* [Problem details] Go to the line that contains "If you could mark the gold bow" and extract it along with every line after it, exactly, through the end of the data below.

(Point placement records)
• • •

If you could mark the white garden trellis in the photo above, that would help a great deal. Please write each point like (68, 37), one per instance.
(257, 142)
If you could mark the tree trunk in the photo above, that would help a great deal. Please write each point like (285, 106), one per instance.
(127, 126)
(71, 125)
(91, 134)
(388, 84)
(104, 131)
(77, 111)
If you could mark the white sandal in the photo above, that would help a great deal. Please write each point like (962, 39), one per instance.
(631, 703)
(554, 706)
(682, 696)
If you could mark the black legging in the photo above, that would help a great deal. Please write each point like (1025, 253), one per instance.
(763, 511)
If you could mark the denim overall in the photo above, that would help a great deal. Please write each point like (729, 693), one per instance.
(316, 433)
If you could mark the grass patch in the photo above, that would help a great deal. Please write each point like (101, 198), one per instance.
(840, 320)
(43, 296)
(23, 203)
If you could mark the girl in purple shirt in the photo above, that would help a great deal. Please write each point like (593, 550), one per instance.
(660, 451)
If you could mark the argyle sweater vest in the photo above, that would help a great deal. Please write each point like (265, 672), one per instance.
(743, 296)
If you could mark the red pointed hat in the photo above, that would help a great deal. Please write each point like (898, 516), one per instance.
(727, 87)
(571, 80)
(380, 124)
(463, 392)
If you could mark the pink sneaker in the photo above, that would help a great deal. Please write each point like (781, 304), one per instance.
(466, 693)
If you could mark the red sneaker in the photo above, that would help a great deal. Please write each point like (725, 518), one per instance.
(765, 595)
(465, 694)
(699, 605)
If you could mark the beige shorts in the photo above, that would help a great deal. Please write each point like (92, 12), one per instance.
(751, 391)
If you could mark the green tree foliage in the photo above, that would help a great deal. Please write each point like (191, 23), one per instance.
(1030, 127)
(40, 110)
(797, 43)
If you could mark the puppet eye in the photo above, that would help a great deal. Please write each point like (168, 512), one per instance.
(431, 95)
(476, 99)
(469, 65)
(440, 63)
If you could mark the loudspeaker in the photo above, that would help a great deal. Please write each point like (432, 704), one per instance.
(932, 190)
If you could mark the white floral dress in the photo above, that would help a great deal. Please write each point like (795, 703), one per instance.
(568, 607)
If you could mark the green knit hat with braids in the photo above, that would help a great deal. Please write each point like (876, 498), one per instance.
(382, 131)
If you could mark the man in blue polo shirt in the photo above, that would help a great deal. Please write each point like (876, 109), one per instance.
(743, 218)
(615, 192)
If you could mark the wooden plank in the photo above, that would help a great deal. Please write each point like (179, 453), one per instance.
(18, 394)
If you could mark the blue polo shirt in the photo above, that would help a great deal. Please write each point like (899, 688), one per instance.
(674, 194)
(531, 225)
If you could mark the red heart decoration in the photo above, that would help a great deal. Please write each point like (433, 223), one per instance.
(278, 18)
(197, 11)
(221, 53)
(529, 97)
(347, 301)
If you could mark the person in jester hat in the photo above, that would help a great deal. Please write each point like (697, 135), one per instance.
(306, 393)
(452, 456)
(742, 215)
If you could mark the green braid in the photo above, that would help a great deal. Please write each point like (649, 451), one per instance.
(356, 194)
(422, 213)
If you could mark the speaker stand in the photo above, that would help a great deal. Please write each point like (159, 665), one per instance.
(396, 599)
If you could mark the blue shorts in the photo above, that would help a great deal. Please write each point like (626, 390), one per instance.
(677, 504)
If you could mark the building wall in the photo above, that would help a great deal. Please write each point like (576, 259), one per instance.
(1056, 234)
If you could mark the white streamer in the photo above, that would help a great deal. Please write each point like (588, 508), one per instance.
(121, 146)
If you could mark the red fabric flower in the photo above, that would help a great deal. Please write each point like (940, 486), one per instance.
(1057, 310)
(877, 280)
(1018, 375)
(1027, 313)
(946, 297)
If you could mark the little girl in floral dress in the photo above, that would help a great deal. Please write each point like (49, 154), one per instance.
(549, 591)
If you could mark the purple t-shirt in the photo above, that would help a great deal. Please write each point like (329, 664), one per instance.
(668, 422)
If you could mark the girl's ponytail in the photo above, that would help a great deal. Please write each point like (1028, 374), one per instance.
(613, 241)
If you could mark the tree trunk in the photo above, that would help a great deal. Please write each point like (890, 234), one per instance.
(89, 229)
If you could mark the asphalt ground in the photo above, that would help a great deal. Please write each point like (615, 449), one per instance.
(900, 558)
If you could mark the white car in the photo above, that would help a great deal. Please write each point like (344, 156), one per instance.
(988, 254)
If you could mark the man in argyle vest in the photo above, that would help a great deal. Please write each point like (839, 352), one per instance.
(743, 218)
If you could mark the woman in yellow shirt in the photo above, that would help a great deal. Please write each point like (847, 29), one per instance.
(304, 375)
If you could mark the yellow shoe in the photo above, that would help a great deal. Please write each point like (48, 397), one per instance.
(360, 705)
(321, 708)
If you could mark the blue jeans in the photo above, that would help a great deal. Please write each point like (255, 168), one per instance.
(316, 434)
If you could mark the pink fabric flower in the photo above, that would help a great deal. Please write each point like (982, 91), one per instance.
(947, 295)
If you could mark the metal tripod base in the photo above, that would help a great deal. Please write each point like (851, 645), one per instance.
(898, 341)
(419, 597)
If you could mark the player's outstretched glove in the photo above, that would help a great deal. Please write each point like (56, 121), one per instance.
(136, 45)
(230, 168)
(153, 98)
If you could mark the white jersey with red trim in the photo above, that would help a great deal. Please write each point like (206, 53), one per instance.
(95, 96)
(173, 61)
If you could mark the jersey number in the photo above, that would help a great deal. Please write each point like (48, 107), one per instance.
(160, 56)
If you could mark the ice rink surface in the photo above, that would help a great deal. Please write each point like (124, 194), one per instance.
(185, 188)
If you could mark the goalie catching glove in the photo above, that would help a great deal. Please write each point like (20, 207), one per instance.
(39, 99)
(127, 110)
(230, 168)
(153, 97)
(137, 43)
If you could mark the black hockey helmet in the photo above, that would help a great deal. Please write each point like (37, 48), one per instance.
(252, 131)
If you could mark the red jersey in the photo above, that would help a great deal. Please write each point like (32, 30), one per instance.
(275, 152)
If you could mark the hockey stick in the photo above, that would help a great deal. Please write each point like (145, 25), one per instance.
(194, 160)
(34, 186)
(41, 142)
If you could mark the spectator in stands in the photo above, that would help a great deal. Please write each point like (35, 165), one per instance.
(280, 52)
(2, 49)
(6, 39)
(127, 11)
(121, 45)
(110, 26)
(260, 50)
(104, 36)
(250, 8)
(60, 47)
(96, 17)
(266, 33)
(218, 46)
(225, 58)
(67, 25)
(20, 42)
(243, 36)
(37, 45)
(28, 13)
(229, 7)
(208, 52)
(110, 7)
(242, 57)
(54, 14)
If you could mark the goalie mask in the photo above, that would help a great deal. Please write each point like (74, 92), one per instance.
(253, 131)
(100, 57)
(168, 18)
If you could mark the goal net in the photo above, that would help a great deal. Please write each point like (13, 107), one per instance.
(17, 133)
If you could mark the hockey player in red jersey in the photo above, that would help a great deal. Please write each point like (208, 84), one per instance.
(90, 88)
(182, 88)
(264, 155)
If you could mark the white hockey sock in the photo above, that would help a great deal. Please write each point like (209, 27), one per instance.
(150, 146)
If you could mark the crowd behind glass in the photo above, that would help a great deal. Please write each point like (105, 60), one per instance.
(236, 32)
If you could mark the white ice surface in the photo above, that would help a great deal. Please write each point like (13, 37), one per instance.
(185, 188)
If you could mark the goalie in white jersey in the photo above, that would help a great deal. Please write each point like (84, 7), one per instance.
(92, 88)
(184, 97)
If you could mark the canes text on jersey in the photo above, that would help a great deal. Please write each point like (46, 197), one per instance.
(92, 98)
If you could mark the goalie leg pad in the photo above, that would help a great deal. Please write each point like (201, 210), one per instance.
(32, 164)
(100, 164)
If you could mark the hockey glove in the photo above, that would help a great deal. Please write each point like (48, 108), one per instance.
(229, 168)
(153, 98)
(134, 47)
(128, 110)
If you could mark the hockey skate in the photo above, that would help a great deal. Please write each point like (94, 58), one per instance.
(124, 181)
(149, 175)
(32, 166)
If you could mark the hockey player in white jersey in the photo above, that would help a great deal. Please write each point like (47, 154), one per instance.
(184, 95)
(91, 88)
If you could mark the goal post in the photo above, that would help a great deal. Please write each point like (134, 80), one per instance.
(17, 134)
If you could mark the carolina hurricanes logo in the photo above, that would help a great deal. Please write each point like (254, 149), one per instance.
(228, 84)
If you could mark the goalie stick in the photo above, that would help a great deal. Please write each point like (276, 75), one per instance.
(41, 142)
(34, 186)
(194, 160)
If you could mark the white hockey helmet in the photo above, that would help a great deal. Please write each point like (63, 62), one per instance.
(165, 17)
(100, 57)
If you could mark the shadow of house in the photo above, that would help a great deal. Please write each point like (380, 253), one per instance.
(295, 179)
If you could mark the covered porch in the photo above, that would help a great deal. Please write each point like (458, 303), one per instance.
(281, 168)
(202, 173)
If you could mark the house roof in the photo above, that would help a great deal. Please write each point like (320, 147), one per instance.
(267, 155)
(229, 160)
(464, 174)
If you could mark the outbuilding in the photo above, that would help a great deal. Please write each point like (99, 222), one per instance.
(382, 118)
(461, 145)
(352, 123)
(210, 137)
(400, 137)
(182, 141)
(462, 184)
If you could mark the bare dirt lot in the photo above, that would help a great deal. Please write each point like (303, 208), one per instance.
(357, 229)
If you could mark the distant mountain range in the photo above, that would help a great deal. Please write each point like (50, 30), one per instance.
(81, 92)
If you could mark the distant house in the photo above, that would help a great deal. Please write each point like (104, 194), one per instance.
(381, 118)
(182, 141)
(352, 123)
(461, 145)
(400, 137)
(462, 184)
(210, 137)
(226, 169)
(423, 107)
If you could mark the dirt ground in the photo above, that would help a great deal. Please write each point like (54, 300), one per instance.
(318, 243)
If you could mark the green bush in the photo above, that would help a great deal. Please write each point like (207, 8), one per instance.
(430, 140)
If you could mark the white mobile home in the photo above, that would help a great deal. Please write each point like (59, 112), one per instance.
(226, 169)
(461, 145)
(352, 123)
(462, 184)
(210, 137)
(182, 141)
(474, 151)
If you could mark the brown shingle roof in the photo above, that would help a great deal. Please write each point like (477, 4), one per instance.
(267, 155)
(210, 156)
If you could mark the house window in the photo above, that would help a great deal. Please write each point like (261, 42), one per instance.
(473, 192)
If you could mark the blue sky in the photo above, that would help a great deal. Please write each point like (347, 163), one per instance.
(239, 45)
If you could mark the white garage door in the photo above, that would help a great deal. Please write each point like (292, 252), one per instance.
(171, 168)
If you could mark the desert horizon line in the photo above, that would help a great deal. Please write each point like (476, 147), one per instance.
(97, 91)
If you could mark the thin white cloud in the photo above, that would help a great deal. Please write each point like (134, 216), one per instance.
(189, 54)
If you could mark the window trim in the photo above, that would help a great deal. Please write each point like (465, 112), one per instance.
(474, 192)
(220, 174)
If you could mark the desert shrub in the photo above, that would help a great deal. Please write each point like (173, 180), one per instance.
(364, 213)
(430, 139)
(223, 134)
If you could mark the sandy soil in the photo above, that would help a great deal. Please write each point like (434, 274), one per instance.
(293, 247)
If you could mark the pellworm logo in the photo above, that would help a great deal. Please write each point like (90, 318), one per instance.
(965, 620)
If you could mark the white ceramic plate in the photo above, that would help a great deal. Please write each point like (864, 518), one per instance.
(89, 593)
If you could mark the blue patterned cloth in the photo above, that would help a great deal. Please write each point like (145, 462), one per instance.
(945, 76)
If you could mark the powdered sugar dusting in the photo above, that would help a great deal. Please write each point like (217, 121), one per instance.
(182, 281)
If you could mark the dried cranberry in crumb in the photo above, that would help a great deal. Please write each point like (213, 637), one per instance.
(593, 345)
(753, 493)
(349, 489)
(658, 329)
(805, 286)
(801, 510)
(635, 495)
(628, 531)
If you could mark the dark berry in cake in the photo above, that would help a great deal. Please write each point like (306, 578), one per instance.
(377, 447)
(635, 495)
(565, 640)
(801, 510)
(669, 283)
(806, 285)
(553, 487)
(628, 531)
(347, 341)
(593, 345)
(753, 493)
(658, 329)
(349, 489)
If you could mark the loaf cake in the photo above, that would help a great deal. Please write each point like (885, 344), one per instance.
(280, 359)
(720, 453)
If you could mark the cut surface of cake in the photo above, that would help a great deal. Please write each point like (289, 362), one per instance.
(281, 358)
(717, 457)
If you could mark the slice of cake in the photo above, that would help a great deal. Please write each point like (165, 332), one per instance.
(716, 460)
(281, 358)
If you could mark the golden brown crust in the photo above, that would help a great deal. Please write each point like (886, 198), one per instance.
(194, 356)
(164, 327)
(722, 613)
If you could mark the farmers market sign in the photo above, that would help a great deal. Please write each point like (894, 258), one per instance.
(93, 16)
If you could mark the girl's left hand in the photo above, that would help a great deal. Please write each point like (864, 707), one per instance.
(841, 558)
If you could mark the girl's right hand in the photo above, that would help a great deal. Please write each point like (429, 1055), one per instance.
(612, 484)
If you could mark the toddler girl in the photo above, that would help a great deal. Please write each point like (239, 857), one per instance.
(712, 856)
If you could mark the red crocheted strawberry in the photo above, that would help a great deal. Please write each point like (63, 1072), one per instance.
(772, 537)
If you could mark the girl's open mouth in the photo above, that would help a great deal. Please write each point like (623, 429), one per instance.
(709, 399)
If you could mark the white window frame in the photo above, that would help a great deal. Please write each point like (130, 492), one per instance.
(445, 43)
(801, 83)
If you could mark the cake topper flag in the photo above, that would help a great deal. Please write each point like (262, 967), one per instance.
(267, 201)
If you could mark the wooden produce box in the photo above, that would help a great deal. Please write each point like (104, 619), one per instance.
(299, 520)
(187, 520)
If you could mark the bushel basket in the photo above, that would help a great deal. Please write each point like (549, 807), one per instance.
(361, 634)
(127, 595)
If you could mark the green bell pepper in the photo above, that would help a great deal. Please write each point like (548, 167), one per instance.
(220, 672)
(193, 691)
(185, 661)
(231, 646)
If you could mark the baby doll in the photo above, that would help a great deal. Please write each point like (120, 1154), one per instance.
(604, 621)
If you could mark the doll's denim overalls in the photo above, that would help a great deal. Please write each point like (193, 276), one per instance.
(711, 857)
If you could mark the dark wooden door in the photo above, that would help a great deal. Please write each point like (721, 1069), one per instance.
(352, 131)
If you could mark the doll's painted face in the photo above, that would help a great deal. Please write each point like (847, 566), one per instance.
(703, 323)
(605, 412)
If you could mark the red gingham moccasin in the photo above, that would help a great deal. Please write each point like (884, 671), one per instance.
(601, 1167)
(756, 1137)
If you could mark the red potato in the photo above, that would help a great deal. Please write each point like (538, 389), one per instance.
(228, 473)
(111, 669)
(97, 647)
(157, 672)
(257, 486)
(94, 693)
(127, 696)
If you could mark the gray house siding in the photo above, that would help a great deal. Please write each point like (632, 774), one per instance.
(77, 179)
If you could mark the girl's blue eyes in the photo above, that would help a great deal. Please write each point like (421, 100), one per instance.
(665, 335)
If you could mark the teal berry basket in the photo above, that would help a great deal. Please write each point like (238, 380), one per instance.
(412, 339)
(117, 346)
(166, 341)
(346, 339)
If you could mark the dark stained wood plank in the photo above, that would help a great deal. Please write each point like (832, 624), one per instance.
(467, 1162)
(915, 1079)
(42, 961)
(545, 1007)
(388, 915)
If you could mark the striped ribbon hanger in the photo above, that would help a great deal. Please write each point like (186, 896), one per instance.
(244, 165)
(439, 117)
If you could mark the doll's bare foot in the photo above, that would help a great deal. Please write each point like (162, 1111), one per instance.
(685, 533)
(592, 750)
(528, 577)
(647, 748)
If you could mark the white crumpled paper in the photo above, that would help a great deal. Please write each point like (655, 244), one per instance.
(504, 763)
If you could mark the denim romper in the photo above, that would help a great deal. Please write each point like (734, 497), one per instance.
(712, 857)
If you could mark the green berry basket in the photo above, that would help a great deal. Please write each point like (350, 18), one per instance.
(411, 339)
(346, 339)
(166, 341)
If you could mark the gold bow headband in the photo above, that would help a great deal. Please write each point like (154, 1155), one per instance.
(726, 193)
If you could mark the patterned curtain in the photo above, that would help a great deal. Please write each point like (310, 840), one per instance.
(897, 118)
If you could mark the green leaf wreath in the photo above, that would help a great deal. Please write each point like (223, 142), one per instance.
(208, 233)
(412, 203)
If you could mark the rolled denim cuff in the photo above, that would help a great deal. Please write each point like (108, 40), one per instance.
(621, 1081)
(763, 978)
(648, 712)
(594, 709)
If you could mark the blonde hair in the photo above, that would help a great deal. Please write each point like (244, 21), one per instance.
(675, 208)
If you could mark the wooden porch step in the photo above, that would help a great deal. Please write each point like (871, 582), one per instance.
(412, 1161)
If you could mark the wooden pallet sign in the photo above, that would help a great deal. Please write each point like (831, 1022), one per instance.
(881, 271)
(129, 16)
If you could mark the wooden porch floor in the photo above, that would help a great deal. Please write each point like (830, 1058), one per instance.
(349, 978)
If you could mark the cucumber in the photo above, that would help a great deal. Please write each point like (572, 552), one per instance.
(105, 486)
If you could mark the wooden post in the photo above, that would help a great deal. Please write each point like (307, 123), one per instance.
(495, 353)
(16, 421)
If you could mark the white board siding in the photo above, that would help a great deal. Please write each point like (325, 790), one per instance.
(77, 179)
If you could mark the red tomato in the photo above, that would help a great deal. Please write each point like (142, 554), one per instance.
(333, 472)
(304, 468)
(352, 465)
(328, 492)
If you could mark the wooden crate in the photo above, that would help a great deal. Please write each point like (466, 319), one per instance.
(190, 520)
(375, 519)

• • •

* [Exercise result]
If you could mark the gold bow headband in the photo above, that would help a great deal. Please write each point like (154, 1155), one per instance.
(726, 193)
If you could mark the patterned curtain in the photo above, that would help a great deal. Please write each point like (310, 840), one per instance.
(897, 118)
If you could mark the green leaf wreath in the photo above, that would help a great deal. Please write each point like (223, 142), one per instance.
(208, 233)
(412, 203)
If you could mark the rolled denim cuff in the photo above, that would help a great deal. Please write each point like (108, 40), one per instance.
(621, 1081)
(763, 978)
(648, 712)
(594, 709)
If you could mark the blonde hair in the photo above, that would help a great deal. Please write each point like (244, 21), one per instance.
(675, 208)
If you could mark the wooden porch step in the photo above, that would help a great deal. Please write each point like (871, 582), one per instance.
(412, 1161)
If you could mark the wooden pallet sign in the photo above, that would help a great deal. Please write each point like (831, 1022), one per instance.
(881, 271)
(129, 16)
If you could mark the wooden porch floor in the photo above, that would help a great deal. Please write each point like (830, 1058), one per instance.
(349, 978)
If you could mark the cucumber in the photo above, that would help a great deal. Please write each point like (572, 552), one per instance.
(105, 486)
If you could mark the wooden post in the photo above, that would help a great deal. Please write each point like (307, 123), one per instance.
(495, 353)
(16, 421)
If you could mark the white board siding in the photo above, that would help a great deal. Please write each point like (325, 790), one per instance.
(77, 179)
If you could mark the red tomato in the photo above, that would help a great deal. Please write each point like (142, 554), one per instance.
(333, 472)
(304, 468)
(352, 465)
(328, 492)
If you could mark the wooden crate in the photo above, that would help a great deal. Please write each point like (466, 319), one per instance.
(190, 520)
(375, 519)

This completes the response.